→ Provided data
☆ ☆ ☆ ☆

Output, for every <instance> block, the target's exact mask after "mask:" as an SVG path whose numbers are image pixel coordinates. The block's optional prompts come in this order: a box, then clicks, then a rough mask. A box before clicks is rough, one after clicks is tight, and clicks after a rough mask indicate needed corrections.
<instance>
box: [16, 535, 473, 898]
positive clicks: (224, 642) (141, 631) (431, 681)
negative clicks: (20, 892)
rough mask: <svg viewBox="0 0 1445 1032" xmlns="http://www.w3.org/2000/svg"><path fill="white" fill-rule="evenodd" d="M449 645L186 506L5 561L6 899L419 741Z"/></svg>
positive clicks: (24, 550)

☆ ☆ ☆ ☆

→ Task to complete
Every line above in which the word "path" occurs needs to be copied.

→ Exercise output
Output, for every <instance> block, the target's exact mask after "mask:" as an SVG path whose numbers are image pixel coordinates. The block's optional prompts come in this order: a box, then clicks, then a rough mask. A box before clicks is rough, one after clicks is tight, and clicks after a rough mask indicate needed corrections.
rough mask: <svg viewBox="0 0 1445 1032" xmlns="http://www.w3.org/2000/svg"><path fill="white" fill-rule="evenodd" d="M449 645L186 506L5 561L6 899L419 741Z"/></svg>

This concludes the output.